* _Excerpted text_

***

Skip to content

Storage Model

Shed uses an OCI image-layout-v1 store on disk. Layers, manifests, and configs are addressed by their sha256 digests, exactly like a container registry — which means shed image push is a byte-perfect upload and shed image pull works without a Docker daemon.

Layout

For each VM backend, all on-disk state lives under a single images_dir:

{images_dir}/
  oci-layout                                    # {"imageLayoutVersion":"1.0.0"}
  index.json                                    # OCI image index (manifest references)
  blobs/sha256/<hex>                            # FILES, not dirs — OCI blobs:
                                                #   manifests, configs, layer tar.gz,
                                                #   kernel, initrd, rootfs erofs
  tags/<tag>.json                               # {"digest":"sha256:...","updated_at":"..."}
  uppers/<shed>/upper.ext4                      # per-shed writable overlay upper
  instances/<shed>/metadata.json                # per-shed bookkeeping
  snapshots/<snap>/snapshot.json                # per-snapshot bookkeeping

For Firecracker the default is /var/lib/shed/firecracker/images/; for VZ it's ~/Library/Application Support/shed/vz/.

Everything in blobs/sha256/<hex> is a flat file, not a directory. The blob can be a manifest JSON, an image config, a gzipped tar layer, a raw kernel, a raw initrd, or a raw erofs filesystem. All are deduplicated by sha256 — the apt-get install layer is one blob no matter how many manifests reference it.

The read-only rootfs the VM mounts at /dev/vdb is the erofs blob referenced by the manifest's io.shed.rootfs.erofs.digest annotation. It's built once at image-publish time by mkfs.erofs inside the shed-build-tools container (pinned erofs-utils), shipped as a content-addressed OCI blob, and downloaded verbatim by every host. The on-host pull path does not invoke mkfs.erofs.

Through v0.5.1 the erofs was built lazily on the host into a separate cache/sha256/<manifest-digest>.erofs directory. That directory is no longer used; older installs may still have one and can rm -rf it. See the v0.5.1 → v0.5.2 upgrade guide.

Concepts, mapped to Docker

Shed concept Docker analog
Manifest blob — JSON file at blobs/sha256/<hex> whose media type is application/vnd.oci.image.manifest.v1+json Image manifest
Config blob — JSON file in blobs/sha256/<hex> referenced by the manifest Image config
Layer blob — gzipped tar at blobs/sha256/<hex> Image layer
Rootfs erofs blob — raw erofs at blobs/sha256/<hex> referenced by io.shed.rootfs.erofs.digest (no direct analog — read-only root the VM mounts)
Kernel / initrd blobs — raw binaries at blobs/sha256/<hex> referenced by io.shed.kernel.digest / io.shed.initrd.digest (no direct analog — VM boot artifacts)

***

* _Records for the exercise_
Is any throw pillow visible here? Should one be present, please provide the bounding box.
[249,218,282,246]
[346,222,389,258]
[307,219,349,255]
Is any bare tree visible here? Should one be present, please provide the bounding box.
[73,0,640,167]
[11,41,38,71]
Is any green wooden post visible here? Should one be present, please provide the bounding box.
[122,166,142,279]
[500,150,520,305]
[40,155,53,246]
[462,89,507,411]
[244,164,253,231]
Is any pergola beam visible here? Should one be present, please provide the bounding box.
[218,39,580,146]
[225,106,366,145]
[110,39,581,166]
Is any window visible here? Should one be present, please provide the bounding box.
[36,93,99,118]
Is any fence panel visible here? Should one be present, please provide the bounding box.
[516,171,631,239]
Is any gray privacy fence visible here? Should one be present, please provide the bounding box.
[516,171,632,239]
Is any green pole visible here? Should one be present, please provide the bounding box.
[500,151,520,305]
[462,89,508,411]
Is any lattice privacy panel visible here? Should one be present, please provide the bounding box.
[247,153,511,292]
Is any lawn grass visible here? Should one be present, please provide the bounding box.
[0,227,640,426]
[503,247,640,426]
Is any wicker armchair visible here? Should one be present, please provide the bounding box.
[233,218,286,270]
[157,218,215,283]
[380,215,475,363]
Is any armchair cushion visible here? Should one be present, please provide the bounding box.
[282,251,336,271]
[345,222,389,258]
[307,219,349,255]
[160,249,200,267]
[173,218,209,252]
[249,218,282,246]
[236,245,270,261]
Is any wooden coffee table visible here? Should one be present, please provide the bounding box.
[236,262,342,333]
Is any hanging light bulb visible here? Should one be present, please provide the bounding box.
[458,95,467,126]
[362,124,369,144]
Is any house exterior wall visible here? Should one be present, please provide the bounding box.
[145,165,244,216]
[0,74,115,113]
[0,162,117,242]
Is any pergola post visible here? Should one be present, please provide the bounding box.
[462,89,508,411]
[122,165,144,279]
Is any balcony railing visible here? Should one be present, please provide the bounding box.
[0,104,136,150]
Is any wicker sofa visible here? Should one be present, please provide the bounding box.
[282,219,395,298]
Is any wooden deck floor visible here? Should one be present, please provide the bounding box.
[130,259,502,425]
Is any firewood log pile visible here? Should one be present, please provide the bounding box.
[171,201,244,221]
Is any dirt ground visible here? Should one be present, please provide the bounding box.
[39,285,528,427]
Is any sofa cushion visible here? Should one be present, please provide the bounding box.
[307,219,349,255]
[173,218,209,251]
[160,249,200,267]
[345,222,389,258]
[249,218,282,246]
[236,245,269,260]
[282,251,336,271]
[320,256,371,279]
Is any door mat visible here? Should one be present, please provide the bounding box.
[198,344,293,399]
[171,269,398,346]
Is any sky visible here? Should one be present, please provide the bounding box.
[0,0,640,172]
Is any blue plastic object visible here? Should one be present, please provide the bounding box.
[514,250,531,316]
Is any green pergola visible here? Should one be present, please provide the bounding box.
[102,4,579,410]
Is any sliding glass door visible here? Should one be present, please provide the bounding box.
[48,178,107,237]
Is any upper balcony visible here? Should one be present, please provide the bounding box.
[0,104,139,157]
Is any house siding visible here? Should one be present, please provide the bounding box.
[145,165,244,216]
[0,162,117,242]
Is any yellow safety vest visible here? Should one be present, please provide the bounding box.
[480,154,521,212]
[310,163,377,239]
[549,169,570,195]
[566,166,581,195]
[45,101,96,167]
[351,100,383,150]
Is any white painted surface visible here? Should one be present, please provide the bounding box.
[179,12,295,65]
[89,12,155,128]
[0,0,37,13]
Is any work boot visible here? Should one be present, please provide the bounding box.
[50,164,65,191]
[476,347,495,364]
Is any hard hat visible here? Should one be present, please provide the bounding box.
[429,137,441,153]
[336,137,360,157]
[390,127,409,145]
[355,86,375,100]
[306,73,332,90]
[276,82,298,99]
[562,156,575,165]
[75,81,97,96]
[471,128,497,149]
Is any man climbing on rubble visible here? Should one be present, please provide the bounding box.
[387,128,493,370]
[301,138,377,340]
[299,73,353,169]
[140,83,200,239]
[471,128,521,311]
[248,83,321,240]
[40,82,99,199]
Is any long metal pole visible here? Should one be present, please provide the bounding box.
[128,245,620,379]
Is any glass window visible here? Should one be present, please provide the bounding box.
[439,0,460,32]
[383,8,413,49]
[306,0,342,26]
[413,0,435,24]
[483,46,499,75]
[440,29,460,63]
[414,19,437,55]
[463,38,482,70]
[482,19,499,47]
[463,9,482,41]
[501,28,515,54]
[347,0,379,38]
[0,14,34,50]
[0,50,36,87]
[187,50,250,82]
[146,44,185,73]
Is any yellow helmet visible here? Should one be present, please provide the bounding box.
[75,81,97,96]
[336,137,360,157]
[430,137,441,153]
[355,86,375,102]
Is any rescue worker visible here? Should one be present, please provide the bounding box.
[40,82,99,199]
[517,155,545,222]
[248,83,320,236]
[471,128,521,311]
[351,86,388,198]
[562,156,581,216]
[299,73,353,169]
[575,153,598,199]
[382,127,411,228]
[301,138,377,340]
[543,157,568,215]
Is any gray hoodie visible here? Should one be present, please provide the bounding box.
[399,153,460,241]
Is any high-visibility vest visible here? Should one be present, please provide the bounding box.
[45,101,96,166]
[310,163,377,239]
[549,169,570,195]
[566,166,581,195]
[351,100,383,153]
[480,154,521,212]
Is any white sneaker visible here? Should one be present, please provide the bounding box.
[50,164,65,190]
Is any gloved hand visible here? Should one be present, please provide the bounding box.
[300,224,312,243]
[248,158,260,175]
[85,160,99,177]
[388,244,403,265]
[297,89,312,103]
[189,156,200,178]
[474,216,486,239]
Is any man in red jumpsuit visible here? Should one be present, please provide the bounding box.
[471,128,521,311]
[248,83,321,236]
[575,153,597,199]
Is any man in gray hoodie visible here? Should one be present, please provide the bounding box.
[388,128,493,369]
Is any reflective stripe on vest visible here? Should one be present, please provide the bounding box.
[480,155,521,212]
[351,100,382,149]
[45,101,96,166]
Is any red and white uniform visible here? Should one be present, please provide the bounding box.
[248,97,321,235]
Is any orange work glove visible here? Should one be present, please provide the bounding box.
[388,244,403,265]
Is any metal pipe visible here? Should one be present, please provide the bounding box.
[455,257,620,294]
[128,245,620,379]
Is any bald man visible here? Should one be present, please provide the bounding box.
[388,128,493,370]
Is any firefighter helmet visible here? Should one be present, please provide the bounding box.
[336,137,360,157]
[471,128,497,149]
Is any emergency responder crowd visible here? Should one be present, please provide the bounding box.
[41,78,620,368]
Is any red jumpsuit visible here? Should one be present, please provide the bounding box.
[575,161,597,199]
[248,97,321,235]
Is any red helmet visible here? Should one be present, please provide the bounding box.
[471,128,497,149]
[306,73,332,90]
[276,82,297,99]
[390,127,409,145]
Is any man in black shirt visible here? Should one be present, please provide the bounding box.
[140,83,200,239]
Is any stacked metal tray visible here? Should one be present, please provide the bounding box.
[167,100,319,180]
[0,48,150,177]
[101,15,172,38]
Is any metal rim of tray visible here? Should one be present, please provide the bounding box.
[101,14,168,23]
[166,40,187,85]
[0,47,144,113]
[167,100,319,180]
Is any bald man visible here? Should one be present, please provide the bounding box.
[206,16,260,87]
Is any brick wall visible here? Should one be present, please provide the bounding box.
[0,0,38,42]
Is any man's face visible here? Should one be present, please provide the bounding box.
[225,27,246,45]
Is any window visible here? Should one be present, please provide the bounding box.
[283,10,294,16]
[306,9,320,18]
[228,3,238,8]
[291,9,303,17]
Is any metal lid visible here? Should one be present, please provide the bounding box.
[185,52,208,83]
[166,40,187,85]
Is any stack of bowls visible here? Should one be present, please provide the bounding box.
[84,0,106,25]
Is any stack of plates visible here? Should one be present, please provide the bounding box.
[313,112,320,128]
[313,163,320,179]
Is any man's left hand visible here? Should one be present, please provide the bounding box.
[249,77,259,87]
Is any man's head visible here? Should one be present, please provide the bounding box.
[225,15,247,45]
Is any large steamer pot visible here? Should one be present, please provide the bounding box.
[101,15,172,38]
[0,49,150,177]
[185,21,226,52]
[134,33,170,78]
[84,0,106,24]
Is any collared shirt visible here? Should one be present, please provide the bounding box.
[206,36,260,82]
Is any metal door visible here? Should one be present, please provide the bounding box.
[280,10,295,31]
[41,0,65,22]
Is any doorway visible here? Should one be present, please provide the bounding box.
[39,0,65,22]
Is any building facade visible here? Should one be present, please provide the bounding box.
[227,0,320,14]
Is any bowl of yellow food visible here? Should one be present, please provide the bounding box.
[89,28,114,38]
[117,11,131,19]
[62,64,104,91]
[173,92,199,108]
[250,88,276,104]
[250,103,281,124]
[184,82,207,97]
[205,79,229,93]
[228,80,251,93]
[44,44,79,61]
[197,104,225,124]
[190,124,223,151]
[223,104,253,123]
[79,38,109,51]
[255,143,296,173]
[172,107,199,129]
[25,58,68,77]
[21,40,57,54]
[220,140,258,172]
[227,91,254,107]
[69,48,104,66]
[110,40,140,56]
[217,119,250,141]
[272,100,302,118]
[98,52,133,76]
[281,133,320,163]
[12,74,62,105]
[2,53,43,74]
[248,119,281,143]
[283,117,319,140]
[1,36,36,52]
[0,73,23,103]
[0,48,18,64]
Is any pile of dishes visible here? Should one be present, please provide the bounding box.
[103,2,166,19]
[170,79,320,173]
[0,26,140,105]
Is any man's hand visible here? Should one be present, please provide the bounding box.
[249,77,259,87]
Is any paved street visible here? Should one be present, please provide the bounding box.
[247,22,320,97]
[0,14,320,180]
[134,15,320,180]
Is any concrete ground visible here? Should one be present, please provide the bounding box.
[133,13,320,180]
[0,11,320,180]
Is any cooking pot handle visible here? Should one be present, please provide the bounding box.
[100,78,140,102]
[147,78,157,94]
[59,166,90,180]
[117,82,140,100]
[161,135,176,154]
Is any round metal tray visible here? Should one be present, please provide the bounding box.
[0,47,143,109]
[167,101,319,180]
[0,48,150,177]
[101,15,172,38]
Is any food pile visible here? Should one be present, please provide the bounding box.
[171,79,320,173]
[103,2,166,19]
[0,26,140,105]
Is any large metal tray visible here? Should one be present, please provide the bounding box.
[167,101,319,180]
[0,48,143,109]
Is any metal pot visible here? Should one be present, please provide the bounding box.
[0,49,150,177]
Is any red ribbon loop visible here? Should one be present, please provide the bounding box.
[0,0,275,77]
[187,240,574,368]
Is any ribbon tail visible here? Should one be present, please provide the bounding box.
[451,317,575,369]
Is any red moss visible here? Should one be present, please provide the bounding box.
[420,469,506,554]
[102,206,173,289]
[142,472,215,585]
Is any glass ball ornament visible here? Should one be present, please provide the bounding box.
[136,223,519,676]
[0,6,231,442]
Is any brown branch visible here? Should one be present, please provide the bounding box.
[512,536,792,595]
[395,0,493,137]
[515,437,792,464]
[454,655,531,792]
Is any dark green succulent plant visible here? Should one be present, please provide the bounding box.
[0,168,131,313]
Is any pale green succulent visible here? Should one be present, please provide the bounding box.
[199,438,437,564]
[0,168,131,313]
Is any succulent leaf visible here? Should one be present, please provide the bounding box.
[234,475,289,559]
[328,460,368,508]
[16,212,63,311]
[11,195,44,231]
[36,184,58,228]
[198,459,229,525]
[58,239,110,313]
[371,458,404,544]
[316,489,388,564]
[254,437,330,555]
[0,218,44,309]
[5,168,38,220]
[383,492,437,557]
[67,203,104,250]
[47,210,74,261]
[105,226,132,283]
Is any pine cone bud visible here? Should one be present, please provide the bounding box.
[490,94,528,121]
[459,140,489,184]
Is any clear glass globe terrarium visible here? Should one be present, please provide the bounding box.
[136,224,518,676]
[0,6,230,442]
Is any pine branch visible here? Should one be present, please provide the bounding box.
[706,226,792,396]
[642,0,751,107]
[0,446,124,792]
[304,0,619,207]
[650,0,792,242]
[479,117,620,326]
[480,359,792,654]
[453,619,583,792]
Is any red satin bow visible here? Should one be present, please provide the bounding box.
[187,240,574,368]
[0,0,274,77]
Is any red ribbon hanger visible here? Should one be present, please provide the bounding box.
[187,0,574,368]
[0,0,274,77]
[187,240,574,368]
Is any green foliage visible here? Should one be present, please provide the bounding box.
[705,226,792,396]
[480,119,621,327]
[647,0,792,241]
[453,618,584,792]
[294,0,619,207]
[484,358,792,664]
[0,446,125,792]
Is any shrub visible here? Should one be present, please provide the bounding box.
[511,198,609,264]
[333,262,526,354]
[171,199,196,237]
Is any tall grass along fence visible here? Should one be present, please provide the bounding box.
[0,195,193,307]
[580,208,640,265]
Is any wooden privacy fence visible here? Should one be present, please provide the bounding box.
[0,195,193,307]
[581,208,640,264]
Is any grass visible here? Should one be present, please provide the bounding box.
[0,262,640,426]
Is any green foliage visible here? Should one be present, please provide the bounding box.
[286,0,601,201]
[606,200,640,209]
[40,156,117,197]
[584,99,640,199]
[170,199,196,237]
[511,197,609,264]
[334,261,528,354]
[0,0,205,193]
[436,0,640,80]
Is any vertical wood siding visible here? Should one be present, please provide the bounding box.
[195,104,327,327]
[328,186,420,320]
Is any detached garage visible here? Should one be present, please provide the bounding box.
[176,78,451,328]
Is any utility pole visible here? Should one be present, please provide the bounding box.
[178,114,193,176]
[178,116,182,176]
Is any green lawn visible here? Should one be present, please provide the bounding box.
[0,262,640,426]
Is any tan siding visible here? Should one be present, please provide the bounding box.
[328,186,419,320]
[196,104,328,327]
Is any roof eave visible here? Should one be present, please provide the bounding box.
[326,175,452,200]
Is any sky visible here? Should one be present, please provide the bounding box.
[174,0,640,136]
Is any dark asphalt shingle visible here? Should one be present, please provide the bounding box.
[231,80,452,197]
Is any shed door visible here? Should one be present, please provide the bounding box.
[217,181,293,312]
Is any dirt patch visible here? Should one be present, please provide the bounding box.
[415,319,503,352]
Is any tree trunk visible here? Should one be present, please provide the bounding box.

***

* _Set problem A_
According to the storage model page, what is the default images_dir for Firecracker?
* _Set problem B_
Rewrite the listing, starting at the line that has "Is any red jumpsuit" and stopping after the line that has "[225,15,247,45]", with every line kept in order. Add 44 to each bounding-box coordinate.

* _Task answer A_
/var/lib/shed/firecracker/images/

* _Task answer B_
Is any red jumpsuit visible here? Should one be present, please provide the bounding box.
[619,205,641,243]
[292,141,365,279]
Is any red helmet visible here? Should one be present, please provide the bounding box.
[515,172,541,193]
[350,117,376,134]
[320,126,341,143]
[434,171,453,189]
Is any man in black shirt visible here? Should one be present, please provide the bounding box.
[184,127,244,283]
Is any stacked metal tray visible here? Should one be present, please provide the bounding box.
[211,144,363,224]
[44,92,194,221]
[145,59,216,82]
Is any metal rim of tray visible here? Should one be present, please provide the bounding box.
[145,58,212,67]
[210,84,231,129]
[44,91,188,157]
[211,144,363,224]
Is any bald man visible here? Should one be present, please provide the bounding box.
[250,60,304,131]
Is any brick wall visible here? Should one be present, please provide the bounding box.
[44,44,82,86]
Is any man's face visible here? Should one be present, please provide the bounding box.
[269,71,290,89]
Is any window visible here? Should one be present, please provide the bounding box.
[327,54,338,60]
[350,53,364,62]
[272,47,282,52]
[335,53,347,61]
Is any metal lid visible here? Should one be present, please provide the bounding box.
[229,96,252,127]
[210,84,231,129]
Is any stack of bowls visible here? Should one be present, please provide the bounding box.
[128,44,150,69]
Is any stack of plates visible here? Should one be present, please provide the bounding box.
[357,156,364,172]
[357,207,364,223]
Is any man's left hand visible here? Should one be present, please provide the bounding box.
[293,121,303,131]
Is any man's head visible here? Should one be present, please provide the bounding box.
[269,59,291,89]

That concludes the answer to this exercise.